Problem description:
Set down all of the entries exactly, leaving nothing out.
[Data excerpts]
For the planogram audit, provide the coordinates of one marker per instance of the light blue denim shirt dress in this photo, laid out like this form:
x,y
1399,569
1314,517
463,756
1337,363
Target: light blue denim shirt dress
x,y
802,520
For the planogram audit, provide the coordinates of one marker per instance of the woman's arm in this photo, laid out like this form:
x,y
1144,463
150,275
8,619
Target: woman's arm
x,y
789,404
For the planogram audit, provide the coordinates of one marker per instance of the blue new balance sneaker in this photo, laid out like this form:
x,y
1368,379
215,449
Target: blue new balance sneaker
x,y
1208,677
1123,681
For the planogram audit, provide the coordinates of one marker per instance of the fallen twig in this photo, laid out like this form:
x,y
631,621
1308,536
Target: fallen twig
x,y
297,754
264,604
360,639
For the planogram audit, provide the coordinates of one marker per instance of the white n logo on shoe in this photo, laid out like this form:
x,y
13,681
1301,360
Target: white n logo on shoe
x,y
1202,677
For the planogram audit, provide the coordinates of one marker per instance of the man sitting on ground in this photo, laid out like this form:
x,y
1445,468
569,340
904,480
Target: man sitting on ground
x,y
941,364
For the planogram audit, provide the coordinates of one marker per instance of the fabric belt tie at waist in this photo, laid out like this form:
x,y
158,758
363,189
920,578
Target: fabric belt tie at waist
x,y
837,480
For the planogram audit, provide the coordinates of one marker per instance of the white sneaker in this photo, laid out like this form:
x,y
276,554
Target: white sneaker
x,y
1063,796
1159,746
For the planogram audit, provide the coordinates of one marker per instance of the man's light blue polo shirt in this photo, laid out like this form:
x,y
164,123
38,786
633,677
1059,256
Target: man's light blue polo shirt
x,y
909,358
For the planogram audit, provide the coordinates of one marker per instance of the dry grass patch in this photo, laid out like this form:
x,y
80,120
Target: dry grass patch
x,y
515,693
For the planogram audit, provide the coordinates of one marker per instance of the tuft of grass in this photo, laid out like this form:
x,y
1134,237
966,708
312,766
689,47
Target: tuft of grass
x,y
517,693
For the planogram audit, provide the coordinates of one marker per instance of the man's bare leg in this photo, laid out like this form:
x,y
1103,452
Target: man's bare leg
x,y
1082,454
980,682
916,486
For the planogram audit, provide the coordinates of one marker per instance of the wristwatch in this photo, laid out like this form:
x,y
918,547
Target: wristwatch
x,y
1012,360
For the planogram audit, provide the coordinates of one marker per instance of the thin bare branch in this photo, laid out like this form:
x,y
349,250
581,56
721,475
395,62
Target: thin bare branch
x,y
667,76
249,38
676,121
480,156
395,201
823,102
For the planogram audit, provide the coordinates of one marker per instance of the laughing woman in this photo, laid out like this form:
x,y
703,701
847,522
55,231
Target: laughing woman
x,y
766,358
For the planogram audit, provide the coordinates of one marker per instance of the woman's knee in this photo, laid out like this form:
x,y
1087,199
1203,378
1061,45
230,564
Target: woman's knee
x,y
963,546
[/Data excerpts]
Response below:
For the planogram audit, provide the coordinates of one marker per instance of the light blue denim shirt dress in this photo, laid out like this form:
x,y
1399,569
1314,517
463,756
1337,363
Target: light blue denim shirt dress
x,y
802,520
For the planogram audit, provide the coordinates of one marker per instance of the woman's arm in this photo, laid out like this form:
x,y
1144,463
150,275
8,619
Target: woman's arm
x,y
789,404
For the planogram audit, provide the coordinates of one marker per instance of the blue new balance sneaker in this photo, laid out like this form:
x,y
1368,379
215,449
Target: blue new balance sneaker
x,y
1208,677
1123,681
For the planogram audit, provide the coordinates of one marker per instance of the fallen twig in this photo, laid out like this form:
x,y
631,621
1308,536
Target: fallen twig
x,y
297,754
264,604
360,639
For the planogram audit, provide the coordinates of one marker per instance of the white n logo on shoe in this photo, laid out like this form:
x,y
13,681
1301,360
Target: white n logo on shoe
x,y
1202,677
For the planogram audit, provide the coordinates of one marker per instance of the man sitting on ground in this photo, laid out like this form:
x,y
1445,468
569,340
904,480
Target: man sitting on ground
x,y
941,364
For the planogram audit, provide the coordinates of one marker per instance of the fabric belt tie at waist in this photo, laid out like this form:
x,y
158,758
363,189
920,578
Target: fabric belt tie at waist
x,y
837,480
For the planogram audit, provide the coordinates of one marker per instance of the white sneaker in this photo, laid out like this form:
x,y
276,554
Target: white sneaker
x,y
1063,796
1159,746
For the planogram audit, provide the coordinates of one marker per instance of the man's light blue polo shirt in this photo, laid out like this form:
x,y
164,123
38,786
633,677
1059,256
Target: man's light blue polo shirt
x,y
909,358
For the planogram audit, provide the coordinates of one marker per instance of the dry grass patch in this photo, laid out like this form:
x,y
80,120
Target: dry grass patch
x,y
515,693
For the planogram audit, provide the coordinates of one marker per instance of the tuft of grass in this photo, laid out like this form:
x,y
1134,237
966,708
312,766
689,47
Target: tuft of grass
x,y
517,693
For the planogram audit, provide the coordinates of one marker per instance of the man's bare leg in this photo, laid out like this form:
x,y
1103,452
Target: man's bare leg
x,y
1082,454
980,682
916,486
For the planogram audit, provide the coordinates of one marker per instance of the wristwatch in this photo, laid out like this form:
x,y
918,547
Target: wristwatch
x,y
1012,360
For the planogram audit, provide the coordinates of one marker per instance of the thin bare branch in this photo, laid out like this form:
x,y
349,250
581,56
721,475
395,62
Target: thin bare branch
x,y
667,76
249,38
676,121
480,156
395,201
823,102
For the planogram audit, provide the coordinates of one marker per instance of the laughing woman in this photo, laid out like this form:
x,y
703,701
847,522
55,231
Target: laughing woman
x,y
766,358
For the planogram audit, provide the coordinates of one marker per instance of the woman's knee in this photo, laid out like this form:
x,y
1087,199
1203,378
1061,45
230,564
Target: woman's knee
x,y
963,546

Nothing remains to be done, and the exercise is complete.